• WORK REQUIRED: Transcribe all of the data below verbatim, line for line, omitting the images.

# START OF SUPPLIED DATA

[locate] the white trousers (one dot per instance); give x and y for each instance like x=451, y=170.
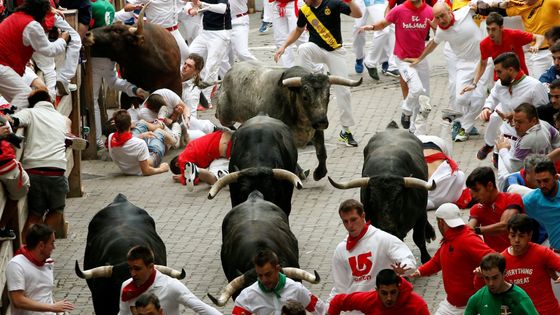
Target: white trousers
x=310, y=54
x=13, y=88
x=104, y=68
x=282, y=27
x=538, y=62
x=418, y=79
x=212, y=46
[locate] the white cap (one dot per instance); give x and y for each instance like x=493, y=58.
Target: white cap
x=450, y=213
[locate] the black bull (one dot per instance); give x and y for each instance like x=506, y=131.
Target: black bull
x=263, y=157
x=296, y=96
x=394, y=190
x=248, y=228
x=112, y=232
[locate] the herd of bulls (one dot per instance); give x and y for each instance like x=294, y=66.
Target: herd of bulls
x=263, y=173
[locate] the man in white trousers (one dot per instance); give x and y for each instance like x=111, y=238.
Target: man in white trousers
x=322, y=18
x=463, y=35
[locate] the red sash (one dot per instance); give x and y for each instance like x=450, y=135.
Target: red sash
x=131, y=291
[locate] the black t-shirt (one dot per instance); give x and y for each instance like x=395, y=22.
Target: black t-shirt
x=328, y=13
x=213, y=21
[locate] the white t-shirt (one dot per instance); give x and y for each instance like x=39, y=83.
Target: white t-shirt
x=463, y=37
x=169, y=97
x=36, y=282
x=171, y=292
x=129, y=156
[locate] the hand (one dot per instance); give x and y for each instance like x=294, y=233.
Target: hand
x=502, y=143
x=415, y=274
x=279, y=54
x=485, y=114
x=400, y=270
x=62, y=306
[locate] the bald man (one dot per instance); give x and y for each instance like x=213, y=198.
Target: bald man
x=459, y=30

# END OF SUPPLIED DATA

• RESULT FOR THIS TASK:
[locate] the white trousers (one dot per instance); give x and y for each instance like x=451, y=170.
Target: white trousers
x=310, y=54
x=13, y=88
x=104, y=68
x=282, y=27
x=538, y=62
x=418, y=79
x=212, y=46
[locate] the white cap (one dot per instance); give x and y for each instance like x=493, y=58.
Target: white cap
x=450, y=213
[locate] the black bull (one dot per instance); give x and y for each instance like x=506, y=131.
Target: black bull
x=263, y=157
x=296, y=96
x=394, y=190
x=248, y=228
x=112, y=232
[locate] the herd of bulls (one dot per instance); give x and y for each instance like x=294, y=66.
Target: herd of bulls
x=263, y=173
[locate] the man in white trousers (one dot per instance); give x and y for each instance like x=111, y=238.
Target: man in white trousers
x=322, y=18
x=463, y=35
[locate] the red sash (one dot per instance); give x and y for each instance like x=450, y=135.
Target: red sash
x=131, y=291
[locate] the black t-shirt (one dot per instance); give x and y for each instance like x=395, y=22.
Target: black t-shirt
x=328, y=13
x=213, y=21
[locate] the white t-shirt (one dot per instance); give x and y for each instance like x=39, y=83.
Target: white t-shirt
x=463, y=37
x=169, y=97
x=36, y=282
x=171, y=292
x=129, y=156
[locate] the hand (one dot per instance); give x and y for each instance like x=294, y=233.
Target: hand
x=502, y=143
x=415, y=274
x=279, y=54
x=485, y=114
x=400, y=270
x=62, y=306
[locate] the bald man (one dot per instance); give x and y for each instance like x=213, y=198.
Target: bald man
x=459, y=30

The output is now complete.